··· SUPPLIED INFORMATION

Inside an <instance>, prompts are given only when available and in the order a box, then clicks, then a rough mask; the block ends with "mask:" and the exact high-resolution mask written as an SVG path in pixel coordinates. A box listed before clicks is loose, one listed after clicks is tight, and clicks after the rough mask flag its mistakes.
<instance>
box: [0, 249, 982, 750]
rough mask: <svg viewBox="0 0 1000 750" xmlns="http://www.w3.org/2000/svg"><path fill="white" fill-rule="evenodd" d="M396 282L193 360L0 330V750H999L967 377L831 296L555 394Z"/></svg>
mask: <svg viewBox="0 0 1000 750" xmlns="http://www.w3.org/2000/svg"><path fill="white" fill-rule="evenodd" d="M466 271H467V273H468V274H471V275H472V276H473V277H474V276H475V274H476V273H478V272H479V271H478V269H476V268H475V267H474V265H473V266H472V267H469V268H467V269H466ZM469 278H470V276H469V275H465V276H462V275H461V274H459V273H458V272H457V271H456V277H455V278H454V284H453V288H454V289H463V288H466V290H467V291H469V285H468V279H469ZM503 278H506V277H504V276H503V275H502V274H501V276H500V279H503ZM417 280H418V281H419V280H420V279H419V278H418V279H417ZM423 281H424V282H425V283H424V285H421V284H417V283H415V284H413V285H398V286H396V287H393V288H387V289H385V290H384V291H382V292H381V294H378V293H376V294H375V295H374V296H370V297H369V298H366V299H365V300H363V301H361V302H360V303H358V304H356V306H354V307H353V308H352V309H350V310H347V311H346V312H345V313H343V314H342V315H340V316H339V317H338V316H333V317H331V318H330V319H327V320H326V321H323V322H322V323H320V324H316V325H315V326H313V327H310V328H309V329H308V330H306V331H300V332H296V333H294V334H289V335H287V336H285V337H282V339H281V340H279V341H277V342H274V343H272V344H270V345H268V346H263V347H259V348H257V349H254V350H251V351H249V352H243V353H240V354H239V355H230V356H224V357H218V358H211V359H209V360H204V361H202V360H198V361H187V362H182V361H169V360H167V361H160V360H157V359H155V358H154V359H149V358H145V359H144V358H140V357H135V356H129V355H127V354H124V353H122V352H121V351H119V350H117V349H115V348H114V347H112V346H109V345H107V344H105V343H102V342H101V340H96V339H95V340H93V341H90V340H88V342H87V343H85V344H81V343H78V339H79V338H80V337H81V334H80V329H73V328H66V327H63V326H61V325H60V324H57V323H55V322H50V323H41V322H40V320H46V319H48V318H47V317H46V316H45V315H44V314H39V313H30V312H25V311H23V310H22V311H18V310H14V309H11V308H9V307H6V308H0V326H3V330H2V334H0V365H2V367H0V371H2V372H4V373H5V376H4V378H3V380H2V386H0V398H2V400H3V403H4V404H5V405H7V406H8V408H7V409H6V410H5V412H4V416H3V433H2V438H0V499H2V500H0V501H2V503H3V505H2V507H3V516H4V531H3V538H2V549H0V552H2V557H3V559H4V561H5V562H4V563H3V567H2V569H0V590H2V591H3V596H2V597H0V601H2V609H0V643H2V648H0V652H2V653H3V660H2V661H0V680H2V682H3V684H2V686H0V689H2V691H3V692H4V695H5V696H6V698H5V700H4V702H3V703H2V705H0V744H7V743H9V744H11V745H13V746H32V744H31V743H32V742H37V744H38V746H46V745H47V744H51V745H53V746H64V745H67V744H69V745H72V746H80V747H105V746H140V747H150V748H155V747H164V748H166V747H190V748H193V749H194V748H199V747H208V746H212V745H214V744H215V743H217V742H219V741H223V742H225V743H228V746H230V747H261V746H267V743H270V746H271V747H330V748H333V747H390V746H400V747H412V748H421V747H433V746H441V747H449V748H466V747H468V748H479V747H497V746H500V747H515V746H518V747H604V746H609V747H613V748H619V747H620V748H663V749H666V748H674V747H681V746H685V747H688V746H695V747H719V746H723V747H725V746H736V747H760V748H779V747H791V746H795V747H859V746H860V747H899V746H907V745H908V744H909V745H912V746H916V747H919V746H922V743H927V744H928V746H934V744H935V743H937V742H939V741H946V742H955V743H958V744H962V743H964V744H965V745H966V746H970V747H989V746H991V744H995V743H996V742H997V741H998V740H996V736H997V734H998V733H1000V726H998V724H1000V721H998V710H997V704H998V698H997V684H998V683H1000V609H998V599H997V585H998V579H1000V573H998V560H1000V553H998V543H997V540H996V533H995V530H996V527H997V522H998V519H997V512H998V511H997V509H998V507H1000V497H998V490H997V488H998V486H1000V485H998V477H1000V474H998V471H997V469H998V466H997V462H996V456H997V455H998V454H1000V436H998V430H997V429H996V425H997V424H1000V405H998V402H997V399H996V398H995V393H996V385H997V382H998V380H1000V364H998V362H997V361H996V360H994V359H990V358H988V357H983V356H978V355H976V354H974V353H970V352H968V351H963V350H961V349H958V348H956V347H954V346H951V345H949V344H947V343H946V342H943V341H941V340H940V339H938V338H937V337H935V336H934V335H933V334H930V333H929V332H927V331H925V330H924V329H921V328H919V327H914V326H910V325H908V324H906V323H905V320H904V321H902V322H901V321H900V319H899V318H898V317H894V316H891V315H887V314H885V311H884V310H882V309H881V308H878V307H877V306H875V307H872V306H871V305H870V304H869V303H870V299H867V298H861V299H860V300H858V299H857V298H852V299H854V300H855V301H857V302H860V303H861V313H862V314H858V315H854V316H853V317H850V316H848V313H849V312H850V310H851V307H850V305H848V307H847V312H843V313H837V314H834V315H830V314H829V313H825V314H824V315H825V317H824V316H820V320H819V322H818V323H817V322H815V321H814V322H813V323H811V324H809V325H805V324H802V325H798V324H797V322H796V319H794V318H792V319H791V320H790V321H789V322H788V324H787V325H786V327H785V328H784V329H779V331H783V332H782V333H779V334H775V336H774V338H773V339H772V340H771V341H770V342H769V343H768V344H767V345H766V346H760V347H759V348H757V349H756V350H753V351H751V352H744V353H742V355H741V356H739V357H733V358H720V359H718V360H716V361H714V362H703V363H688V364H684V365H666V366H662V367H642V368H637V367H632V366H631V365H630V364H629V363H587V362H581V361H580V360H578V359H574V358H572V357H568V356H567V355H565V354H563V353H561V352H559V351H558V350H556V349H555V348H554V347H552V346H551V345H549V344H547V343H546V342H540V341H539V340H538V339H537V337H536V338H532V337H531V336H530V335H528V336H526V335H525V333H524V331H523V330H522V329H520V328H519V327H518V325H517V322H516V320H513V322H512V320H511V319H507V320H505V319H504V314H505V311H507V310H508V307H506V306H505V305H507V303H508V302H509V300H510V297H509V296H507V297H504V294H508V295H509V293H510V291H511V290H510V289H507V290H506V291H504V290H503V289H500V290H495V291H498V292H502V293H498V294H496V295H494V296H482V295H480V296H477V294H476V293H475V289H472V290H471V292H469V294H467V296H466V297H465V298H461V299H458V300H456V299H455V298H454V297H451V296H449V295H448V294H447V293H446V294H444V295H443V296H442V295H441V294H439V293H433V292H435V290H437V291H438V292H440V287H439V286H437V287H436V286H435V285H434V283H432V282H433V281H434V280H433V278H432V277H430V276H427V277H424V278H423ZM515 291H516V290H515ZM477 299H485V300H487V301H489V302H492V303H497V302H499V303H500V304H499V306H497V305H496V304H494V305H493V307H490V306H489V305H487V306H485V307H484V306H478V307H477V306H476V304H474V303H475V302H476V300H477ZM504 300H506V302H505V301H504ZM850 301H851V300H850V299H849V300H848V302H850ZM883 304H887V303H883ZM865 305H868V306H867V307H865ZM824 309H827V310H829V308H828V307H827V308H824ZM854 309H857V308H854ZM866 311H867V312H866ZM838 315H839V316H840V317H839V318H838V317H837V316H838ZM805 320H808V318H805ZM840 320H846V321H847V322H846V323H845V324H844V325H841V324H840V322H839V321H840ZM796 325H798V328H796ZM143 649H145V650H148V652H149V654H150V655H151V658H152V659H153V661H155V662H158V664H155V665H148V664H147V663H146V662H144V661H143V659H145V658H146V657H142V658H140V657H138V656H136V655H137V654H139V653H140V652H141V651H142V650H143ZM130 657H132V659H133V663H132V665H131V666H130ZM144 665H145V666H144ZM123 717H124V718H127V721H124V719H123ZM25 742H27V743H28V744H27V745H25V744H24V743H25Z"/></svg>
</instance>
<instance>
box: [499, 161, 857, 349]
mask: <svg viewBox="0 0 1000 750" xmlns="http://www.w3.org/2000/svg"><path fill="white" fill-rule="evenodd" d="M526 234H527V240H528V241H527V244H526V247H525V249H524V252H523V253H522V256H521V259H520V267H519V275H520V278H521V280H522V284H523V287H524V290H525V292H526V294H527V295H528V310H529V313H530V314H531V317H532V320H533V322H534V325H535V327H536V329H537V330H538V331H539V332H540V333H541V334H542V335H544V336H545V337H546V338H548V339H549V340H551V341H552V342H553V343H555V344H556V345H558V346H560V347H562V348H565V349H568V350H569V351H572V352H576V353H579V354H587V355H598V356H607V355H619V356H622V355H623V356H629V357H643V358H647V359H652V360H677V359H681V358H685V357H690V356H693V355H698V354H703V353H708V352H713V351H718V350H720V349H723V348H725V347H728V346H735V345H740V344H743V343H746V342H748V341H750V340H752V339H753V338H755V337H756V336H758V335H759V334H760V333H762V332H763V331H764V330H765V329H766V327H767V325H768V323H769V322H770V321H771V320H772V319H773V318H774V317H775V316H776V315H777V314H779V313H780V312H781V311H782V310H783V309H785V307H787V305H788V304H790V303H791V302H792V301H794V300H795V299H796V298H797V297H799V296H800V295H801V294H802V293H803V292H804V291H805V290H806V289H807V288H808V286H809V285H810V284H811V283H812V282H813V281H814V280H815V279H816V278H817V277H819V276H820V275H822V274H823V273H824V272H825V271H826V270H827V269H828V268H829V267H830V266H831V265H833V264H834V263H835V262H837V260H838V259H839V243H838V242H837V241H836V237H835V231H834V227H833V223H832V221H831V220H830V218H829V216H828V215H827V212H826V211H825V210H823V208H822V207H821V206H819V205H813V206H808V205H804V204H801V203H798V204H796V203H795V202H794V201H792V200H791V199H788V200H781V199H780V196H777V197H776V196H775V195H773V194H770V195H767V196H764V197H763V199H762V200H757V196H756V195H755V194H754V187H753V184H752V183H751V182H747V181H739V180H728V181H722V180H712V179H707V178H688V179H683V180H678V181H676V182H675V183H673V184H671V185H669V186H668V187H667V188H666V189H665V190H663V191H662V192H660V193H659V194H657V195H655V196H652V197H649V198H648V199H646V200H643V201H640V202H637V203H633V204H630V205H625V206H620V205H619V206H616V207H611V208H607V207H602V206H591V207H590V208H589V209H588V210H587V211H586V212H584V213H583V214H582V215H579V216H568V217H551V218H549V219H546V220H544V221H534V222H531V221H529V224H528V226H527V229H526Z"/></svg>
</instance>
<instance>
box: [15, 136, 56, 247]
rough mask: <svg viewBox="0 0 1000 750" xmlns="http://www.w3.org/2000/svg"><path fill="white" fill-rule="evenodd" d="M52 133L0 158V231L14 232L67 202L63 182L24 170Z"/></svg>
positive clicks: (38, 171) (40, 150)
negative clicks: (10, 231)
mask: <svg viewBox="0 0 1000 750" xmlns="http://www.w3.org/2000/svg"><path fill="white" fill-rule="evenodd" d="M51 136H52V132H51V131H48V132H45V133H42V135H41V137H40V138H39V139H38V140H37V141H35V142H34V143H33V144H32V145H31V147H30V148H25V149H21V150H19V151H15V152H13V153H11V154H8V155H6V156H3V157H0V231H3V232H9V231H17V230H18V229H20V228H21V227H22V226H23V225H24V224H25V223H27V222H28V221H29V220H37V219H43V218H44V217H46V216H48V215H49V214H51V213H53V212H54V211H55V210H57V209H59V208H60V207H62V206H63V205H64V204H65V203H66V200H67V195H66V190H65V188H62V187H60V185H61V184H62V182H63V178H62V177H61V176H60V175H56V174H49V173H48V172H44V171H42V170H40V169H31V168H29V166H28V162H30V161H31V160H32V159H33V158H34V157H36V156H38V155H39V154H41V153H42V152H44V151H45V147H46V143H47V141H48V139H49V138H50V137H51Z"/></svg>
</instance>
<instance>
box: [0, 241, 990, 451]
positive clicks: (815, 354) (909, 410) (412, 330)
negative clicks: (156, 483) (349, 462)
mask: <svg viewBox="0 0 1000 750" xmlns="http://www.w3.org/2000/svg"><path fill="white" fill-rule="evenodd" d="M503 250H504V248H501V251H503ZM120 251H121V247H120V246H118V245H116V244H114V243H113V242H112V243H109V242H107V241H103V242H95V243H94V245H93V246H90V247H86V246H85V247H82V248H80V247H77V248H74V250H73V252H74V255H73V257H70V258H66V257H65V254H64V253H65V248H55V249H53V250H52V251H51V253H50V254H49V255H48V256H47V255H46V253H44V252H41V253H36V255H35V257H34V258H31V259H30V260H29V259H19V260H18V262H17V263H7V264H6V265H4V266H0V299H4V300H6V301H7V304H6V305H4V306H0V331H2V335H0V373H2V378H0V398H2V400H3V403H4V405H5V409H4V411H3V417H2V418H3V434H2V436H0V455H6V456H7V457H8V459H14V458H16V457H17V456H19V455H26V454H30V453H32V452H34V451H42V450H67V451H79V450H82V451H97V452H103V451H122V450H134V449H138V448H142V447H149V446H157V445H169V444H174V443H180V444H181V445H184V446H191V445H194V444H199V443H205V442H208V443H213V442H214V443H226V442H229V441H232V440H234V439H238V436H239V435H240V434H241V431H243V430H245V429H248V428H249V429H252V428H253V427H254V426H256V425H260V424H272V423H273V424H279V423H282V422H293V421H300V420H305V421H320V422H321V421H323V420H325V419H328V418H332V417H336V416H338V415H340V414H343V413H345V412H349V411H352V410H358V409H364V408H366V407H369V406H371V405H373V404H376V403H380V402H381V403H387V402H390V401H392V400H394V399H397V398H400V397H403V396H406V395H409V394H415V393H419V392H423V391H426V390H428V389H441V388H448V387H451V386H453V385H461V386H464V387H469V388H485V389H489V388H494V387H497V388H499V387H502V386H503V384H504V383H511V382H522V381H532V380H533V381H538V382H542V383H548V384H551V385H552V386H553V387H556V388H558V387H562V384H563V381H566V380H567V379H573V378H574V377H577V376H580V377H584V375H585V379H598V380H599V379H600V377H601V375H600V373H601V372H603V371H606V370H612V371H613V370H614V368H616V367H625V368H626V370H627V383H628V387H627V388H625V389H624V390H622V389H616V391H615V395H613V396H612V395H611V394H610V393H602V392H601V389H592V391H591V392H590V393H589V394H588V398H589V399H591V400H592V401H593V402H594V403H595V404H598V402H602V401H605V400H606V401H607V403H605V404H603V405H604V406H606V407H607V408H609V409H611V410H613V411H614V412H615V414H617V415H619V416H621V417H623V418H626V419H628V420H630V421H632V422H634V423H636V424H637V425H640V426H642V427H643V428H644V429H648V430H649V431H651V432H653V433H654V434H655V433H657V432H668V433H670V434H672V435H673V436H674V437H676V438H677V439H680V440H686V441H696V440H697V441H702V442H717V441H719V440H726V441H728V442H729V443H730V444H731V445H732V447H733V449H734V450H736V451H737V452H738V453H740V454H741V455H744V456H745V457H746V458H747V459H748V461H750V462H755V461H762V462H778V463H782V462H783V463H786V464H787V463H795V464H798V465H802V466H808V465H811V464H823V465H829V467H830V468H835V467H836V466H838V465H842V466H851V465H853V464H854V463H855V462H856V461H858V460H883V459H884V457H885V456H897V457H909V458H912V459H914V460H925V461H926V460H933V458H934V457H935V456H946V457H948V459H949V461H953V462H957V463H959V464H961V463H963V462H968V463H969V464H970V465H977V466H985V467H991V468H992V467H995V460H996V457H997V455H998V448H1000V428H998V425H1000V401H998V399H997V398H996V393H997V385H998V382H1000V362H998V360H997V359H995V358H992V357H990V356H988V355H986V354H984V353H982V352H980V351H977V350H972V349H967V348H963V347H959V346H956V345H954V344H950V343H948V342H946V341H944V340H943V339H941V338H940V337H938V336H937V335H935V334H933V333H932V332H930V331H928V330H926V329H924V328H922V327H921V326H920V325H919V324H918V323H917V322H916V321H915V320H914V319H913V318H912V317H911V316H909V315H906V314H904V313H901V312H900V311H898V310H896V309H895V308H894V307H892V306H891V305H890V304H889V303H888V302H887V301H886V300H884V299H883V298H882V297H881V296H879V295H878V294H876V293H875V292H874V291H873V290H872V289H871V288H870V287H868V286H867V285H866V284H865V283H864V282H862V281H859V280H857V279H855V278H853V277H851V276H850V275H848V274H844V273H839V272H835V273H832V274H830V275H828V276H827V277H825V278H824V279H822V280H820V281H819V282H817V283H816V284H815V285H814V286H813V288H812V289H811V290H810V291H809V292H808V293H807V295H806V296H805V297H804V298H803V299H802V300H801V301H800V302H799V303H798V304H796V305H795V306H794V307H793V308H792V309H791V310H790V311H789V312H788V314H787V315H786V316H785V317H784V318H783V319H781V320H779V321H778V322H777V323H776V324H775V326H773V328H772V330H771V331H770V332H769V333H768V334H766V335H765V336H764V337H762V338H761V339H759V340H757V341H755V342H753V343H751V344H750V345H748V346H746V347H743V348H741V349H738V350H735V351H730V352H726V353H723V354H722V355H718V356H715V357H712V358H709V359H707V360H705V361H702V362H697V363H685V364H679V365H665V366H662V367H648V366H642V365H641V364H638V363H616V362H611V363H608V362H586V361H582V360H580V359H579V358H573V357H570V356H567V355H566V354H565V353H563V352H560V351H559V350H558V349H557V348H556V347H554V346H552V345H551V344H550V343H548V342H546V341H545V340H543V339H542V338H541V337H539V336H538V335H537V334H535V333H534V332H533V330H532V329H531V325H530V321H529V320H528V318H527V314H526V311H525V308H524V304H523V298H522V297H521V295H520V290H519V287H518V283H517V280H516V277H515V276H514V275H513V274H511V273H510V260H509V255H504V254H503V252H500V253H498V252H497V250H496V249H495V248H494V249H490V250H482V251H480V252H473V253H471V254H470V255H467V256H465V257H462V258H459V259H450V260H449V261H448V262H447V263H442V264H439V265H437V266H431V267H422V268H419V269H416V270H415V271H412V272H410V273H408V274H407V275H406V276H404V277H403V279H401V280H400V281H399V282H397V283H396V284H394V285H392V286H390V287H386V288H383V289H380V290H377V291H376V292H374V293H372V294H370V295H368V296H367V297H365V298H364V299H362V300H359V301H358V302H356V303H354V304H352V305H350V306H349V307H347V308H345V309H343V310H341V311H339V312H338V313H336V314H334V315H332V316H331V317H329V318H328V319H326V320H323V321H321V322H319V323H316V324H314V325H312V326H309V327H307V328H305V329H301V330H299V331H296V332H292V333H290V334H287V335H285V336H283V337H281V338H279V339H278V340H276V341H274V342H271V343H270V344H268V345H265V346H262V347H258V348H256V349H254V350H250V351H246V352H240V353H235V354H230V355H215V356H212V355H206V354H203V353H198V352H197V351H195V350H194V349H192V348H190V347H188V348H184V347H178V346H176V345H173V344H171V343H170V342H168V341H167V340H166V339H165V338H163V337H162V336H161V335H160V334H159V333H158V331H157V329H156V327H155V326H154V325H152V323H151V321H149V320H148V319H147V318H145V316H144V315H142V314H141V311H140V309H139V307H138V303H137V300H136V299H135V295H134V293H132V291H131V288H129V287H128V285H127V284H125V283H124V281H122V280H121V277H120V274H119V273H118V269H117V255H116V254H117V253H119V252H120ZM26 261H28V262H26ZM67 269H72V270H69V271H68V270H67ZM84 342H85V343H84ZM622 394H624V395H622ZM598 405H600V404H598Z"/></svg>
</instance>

······

### WHAT YOU SHOULD DO:
Which lines in the items above contain the word "positive"? Collect each of them in full.

### RESULT FOR THIS TASK:
positive clicks: (38, 171) (40, 150)
positive clicks: (815, 354) (909, 410) (412, 330)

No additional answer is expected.